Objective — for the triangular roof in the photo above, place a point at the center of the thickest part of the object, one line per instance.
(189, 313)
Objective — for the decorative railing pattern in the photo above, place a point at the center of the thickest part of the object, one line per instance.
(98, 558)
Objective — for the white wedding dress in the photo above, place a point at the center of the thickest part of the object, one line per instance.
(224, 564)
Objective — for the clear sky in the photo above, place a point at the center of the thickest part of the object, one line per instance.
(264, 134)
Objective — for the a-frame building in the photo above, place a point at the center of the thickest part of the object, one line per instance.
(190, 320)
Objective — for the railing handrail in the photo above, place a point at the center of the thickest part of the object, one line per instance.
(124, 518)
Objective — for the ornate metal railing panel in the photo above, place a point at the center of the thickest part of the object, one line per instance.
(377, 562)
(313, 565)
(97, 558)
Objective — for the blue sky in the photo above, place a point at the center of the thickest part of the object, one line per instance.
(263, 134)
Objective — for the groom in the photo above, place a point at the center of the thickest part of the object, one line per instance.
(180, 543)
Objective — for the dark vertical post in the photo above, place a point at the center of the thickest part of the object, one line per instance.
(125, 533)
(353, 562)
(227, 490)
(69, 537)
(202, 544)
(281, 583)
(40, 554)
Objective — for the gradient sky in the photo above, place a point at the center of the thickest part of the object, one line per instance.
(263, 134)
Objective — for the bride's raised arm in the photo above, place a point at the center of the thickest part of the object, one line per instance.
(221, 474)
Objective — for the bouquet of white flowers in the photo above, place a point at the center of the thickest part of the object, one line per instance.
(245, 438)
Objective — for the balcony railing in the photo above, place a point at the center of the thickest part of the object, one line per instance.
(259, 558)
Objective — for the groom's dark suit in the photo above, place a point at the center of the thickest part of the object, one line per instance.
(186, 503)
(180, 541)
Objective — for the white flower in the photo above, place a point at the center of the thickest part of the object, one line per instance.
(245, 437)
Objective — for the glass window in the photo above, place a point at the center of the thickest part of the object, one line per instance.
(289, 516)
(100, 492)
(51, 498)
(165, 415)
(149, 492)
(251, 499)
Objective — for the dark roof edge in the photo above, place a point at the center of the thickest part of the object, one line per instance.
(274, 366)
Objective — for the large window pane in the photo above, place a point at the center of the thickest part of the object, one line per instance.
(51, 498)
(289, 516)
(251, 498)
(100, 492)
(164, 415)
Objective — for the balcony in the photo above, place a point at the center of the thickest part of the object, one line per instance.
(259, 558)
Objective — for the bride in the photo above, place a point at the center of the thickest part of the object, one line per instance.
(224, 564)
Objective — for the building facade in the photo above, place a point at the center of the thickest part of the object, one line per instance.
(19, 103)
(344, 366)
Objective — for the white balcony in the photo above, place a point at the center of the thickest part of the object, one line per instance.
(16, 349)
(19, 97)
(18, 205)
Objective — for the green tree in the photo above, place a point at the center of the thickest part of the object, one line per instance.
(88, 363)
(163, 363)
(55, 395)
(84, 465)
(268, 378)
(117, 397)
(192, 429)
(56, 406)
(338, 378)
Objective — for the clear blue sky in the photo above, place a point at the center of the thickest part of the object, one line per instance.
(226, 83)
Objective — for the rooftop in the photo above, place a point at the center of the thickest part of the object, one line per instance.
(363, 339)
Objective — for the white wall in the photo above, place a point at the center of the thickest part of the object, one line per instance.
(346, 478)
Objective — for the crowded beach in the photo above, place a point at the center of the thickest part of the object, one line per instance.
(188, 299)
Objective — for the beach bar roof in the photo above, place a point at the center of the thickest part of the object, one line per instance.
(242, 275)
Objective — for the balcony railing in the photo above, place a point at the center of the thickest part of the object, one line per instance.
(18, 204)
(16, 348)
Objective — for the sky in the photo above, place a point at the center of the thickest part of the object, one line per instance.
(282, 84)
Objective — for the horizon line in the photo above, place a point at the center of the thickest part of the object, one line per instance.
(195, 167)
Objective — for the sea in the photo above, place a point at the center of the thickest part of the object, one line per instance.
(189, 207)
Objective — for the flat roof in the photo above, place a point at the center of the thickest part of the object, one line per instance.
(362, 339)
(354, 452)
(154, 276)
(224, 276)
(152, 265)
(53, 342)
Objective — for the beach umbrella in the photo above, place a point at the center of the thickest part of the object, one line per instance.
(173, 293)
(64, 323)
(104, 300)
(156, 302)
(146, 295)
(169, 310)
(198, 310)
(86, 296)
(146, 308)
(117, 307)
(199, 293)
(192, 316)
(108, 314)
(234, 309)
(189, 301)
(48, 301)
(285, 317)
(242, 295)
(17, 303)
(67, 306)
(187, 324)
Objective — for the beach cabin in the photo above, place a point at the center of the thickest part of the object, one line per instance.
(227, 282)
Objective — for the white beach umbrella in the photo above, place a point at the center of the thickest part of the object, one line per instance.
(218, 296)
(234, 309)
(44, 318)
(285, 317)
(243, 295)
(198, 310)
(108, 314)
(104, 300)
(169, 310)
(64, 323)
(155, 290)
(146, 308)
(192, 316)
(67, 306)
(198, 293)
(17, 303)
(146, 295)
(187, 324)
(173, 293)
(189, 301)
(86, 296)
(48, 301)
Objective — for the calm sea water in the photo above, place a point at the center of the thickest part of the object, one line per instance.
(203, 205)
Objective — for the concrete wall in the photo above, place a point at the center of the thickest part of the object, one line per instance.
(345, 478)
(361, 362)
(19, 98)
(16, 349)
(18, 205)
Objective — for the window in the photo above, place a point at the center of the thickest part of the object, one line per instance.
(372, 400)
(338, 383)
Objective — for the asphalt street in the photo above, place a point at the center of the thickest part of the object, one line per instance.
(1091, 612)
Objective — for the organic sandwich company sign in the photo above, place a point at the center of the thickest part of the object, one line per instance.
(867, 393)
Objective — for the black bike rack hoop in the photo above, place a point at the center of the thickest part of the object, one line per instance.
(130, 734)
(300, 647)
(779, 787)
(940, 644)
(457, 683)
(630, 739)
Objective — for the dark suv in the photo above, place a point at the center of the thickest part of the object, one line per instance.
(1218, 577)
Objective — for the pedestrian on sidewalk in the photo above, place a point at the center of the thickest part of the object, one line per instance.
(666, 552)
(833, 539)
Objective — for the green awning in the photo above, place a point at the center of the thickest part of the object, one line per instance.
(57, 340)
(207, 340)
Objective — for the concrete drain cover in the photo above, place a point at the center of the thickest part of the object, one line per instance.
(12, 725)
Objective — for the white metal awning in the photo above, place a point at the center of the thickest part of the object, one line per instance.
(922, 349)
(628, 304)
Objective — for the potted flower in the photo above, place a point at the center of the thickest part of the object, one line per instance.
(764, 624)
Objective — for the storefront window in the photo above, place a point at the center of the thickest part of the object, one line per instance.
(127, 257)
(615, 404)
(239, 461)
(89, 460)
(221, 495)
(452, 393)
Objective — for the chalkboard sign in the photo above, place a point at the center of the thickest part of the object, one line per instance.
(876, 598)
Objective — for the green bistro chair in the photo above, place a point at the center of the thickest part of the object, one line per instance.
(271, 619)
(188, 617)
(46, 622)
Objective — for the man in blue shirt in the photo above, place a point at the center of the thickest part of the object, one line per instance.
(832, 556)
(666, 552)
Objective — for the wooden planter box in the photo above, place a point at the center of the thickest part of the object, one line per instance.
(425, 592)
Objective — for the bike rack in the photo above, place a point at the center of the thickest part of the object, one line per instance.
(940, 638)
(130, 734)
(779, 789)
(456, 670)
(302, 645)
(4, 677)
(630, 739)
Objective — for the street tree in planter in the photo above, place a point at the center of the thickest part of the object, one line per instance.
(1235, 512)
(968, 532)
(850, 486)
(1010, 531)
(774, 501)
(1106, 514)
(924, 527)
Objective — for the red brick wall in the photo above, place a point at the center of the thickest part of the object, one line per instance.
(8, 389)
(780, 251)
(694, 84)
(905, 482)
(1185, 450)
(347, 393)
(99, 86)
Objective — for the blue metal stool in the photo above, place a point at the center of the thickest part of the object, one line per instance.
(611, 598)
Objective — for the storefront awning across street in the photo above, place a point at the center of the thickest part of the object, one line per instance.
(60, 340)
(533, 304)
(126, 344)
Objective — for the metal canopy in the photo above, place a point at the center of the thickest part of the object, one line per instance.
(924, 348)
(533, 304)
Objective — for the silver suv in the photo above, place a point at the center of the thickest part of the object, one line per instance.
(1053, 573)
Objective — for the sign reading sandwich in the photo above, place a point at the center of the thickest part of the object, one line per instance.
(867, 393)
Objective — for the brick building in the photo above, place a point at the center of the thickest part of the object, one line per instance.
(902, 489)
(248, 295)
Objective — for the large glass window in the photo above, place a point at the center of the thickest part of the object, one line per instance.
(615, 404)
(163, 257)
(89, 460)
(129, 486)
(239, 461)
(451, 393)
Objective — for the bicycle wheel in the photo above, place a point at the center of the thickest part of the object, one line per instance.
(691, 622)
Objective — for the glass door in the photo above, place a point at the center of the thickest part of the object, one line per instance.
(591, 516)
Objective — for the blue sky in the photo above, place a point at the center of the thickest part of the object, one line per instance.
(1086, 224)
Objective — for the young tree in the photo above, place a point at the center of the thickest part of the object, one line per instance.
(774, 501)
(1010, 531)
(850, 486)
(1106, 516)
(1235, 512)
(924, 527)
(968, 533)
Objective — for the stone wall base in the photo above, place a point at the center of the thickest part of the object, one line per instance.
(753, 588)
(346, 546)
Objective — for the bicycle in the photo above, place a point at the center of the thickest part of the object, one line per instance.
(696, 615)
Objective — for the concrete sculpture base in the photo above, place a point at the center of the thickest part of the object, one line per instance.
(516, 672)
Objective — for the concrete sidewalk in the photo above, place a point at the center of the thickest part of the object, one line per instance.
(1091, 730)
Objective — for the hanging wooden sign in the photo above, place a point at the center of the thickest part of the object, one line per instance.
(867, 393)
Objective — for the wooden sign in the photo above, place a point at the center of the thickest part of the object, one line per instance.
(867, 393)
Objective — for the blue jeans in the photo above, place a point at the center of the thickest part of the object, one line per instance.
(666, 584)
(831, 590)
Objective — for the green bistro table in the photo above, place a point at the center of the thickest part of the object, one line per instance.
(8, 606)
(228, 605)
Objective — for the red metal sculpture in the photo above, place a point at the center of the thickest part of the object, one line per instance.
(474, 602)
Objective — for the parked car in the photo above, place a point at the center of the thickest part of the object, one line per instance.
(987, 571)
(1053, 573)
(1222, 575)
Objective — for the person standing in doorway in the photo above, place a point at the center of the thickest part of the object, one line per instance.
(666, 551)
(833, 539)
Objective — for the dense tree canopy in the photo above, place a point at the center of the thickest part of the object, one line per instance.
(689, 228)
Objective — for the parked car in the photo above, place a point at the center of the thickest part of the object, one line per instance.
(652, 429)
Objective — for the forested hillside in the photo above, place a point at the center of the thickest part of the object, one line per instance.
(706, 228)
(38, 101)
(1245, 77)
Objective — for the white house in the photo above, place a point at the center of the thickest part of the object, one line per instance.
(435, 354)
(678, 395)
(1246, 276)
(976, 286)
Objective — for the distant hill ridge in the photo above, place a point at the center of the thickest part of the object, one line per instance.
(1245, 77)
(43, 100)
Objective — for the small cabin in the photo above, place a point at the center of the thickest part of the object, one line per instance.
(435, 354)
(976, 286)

#### What to produce
Your answer must be the line containing "Objective — for the blue jeans" through the last line above, copied exactly, with nothing added.

#### Exercise output
Objective — for the blue jeans in the photo above, place a point at the center of the thickest part of the object, one line per instance.
(666, 584)
(831, 590)
Objective — for the green bistro table in the photo above, place a point at the center of the thickest part of the object, one line per instance.
(8, 606)
(228, 605)
Objective — for the red metal sculpture in the photo above, place a point at the center of the thickest part of the object, one line per instance.
(474, 602)
Objective — for the parked car in the photo above, place a point at the center of the thickest part of the object, one line per instance.
(987, 571)
(1053, 573)
(1222, 575)
Objective — for the person standing in doorway in the photo above, place a point at the center of the thickest part of the object, one line per instance.
(666, 551)
(833, 539)
Objective — for the dense tree canopy in the photo above, place a point at the center of the thickest part of the object, one line per instance.
(689, 228)
Objective — for the parked car in the photo above, place a point at the center of the thickest part of the object, one line per instance.
(652, 429)
Objective — for the forested hillside in the photo above, place a point at the center of the thickest part of the object, one line per instance.
(706, 228)
(38, 101)
(1245, 77)
Objective — for the white house in the photo above, place a point at the center of the thickest part of the object, one line per instance.
(435, 354)
(678, 395)
(1246, 276)
(976, 286)
Objective — for the distant hill ridge in the photo above, place a point at the center of the thickest part of the object, one line per instance.
(1245, 77)
(43, 100)
Objective — for the small cabin in the photo above, place a point at the center of the thickest part of the object, one line per instance.
(435, 354)
(976, 286)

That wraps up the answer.